Task goal: Write each line exactly as it stands, from the line containing "taillight lens, one point per instance." through the end of the data.

Data supplied:
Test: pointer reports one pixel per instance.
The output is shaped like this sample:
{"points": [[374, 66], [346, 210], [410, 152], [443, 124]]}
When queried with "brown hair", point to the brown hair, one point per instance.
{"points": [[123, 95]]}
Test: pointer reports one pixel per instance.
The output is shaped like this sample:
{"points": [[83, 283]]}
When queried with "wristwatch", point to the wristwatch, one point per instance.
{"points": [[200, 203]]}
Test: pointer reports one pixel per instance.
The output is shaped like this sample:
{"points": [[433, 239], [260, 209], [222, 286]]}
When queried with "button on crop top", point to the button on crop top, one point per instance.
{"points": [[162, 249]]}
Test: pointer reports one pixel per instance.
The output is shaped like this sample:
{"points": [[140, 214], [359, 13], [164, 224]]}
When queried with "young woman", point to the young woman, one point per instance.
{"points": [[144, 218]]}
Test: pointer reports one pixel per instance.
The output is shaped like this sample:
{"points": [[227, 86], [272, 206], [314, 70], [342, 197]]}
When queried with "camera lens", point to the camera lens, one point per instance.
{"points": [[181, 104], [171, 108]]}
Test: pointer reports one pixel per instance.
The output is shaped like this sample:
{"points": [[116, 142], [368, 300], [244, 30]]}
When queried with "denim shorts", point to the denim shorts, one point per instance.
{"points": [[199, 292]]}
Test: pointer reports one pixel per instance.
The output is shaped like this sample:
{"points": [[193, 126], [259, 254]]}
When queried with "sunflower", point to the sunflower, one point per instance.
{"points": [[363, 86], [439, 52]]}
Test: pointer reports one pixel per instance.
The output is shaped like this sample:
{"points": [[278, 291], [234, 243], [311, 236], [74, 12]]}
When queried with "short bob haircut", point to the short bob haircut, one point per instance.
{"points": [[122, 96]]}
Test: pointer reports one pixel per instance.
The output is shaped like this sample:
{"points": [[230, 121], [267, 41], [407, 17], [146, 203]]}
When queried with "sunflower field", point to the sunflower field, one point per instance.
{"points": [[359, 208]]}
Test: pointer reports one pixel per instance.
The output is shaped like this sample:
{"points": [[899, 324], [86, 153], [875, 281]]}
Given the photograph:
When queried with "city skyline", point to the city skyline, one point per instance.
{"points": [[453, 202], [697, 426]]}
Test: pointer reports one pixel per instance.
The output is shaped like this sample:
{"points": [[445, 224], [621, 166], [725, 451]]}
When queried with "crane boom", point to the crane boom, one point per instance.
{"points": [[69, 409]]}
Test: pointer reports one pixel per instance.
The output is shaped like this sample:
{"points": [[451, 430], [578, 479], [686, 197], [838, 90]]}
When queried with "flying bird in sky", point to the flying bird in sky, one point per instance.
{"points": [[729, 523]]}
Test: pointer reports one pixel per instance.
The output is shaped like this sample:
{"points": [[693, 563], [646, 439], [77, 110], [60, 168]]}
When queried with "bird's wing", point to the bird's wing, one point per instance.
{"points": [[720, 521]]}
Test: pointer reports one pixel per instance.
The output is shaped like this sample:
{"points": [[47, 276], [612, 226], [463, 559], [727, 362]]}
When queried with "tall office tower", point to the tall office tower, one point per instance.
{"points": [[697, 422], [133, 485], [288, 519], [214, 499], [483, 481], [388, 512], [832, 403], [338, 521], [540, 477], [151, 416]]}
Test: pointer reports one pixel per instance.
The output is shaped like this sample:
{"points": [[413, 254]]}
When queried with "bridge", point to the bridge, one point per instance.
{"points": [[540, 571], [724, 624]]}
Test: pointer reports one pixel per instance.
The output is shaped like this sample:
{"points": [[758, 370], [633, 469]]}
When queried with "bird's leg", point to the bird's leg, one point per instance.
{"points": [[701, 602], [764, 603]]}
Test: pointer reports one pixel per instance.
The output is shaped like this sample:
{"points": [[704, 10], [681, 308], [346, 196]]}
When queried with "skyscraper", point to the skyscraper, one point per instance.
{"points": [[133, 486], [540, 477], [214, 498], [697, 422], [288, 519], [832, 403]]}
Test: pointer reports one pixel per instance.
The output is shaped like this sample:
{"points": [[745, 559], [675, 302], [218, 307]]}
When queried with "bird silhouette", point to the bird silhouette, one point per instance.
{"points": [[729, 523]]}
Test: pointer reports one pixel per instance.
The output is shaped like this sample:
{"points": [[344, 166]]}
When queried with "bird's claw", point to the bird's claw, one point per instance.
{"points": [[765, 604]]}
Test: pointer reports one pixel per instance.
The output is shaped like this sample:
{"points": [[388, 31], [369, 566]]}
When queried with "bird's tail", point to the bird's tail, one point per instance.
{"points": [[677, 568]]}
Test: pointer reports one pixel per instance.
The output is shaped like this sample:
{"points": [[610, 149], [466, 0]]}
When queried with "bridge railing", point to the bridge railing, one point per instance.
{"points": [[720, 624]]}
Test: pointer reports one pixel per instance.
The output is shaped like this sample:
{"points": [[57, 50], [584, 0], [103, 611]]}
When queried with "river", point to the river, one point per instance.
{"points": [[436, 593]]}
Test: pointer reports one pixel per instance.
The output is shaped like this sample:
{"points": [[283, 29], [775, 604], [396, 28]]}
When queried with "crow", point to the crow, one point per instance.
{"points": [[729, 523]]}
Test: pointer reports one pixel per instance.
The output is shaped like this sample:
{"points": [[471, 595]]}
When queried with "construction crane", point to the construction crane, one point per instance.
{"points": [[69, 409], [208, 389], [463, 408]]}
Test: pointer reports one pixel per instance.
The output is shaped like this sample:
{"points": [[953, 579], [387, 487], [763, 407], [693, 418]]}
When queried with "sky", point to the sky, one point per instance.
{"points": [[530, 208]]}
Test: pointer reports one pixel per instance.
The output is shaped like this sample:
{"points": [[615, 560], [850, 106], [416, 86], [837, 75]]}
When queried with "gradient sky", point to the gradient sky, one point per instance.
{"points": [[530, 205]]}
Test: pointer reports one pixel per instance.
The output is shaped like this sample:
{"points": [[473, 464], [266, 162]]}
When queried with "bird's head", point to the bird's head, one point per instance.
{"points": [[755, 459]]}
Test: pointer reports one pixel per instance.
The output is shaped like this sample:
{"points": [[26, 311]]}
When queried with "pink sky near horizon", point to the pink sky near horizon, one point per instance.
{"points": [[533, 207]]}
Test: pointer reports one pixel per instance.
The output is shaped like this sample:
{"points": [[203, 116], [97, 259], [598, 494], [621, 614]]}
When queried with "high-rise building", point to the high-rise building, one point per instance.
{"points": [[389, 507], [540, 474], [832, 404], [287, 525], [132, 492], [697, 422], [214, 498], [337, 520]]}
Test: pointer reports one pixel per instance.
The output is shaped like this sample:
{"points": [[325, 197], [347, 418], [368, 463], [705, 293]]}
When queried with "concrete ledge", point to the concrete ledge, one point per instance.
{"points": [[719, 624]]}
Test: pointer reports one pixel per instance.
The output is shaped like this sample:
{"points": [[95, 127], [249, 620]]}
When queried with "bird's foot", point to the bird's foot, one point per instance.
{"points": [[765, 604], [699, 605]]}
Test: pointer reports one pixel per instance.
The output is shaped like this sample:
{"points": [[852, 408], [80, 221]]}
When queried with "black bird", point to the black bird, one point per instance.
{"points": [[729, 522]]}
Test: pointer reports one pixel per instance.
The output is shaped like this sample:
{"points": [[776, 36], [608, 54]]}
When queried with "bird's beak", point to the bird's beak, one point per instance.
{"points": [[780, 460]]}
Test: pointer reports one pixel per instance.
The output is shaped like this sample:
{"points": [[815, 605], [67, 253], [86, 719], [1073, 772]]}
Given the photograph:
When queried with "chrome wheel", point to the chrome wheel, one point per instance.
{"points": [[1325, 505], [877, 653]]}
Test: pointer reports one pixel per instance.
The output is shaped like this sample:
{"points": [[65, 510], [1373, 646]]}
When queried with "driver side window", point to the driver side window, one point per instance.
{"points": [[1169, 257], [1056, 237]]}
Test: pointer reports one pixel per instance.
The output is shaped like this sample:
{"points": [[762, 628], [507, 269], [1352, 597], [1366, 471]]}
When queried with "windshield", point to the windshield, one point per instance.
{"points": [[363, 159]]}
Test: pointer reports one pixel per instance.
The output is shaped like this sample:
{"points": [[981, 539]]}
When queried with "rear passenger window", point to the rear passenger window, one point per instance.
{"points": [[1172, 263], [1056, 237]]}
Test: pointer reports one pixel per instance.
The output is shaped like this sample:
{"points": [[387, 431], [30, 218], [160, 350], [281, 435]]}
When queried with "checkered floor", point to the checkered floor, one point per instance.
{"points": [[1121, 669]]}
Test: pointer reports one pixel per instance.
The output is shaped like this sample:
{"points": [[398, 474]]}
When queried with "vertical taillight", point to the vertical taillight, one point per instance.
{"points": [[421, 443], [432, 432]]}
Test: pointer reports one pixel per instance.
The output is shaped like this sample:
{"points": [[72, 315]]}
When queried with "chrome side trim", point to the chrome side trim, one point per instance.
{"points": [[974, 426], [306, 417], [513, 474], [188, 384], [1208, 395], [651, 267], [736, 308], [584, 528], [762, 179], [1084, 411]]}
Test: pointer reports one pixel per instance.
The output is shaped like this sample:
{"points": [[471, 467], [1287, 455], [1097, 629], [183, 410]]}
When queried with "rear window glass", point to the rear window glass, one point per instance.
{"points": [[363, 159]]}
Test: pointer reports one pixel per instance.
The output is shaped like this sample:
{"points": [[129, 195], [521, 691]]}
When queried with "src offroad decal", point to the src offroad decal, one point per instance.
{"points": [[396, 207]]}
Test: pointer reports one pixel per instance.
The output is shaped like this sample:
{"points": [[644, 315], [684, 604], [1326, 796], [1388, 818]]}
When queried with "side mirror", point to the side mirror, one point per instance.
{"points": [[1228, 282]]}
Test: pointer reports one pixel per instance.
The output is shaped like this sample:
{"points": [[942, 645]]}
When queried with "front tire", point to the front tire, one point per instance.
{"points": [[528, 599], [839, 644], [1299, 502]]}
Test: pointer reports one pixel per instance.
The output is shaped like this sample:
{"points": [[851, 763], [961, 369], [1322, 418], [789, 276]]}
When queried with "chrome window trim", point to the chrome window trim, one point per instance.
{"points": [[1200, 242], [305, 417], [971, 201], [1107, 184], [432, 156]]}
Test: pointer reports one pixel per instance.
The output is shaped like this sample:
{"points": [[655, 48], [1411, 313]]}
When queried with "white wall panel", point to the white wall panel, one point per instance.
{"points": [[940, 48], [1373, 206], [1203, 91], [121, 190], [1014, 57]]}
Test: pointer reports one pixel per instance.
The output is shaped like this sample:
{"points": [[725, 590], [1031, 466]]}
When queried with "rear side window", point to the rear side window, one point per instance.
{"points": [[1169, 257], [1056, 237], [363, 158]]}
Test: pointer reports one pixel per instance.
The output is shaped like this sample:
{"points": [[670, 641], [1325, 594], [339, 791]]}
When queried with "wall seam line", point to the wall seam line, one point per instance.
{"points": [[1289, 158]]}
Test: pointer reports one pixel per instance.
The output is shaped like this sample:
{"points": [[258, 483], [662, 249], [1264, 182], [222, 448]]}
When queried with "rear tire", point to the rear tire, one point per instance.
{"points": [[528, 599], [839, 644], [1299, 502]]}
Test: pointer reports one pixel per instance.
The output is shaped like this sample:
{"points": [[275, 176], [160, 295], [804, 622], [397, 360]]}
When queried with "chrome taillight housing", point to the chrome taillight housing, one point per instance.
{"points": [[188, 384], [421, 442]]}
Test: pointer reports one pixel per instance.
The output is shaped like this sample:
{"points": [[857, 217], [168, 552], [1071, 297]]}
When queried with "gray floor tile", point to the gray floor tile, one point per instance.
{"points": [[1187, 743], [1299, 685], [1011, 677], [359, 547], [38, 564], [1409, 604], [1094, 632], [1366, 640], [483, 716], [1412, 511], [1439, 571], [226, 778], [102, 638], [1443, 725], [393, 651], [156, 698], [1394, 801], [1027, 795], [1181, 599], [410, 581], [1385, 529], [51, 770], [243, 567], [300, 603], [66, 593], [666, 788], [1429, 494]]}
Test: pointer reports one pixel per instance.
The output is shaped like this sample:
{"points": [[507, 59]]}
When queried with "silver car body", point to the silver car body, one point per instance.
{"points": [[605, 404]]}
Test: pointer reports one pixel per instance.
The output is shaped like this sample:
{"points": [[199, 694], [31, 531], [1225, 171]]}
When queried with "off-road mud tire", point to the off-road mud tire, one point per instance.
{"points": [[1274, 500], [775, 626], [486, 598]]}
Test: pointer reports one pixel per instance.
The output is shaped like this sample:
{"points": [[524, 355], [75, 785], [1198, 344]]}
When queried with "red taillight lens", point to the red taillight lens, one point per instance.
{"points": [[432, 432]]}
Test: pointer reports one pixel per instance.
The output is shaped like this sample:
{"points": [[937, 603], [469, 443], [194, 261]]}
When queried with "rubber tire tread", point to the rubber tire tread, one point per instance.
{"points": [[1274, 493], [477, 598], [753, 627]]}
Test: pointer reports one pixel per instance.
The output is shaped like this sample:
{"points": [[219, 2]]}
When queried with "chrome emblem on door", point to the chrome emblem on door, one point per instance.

Exercise solution:
When queried with "red taillight lens", point to the red taillight lens, one point per instance.
{"points": [[432, 432]]}
Test: pointer reports one pixel per instance.
The output is shaped like this sample:
{"points": [[937, 603], [469, 443], [194, 261]]}
When queried with "rubber tire tread", point to the rubber tire tread, one point per instance.
{"points": [[1274, 493], [477, 598], [753, 627]]}
Test: pointer reports one pixel per instance.
The output is shaped like this sample:
{"points": [[219, 2]]}
When queried with "chrome emblem on door", point to the chrome emblem on door, one point per instance.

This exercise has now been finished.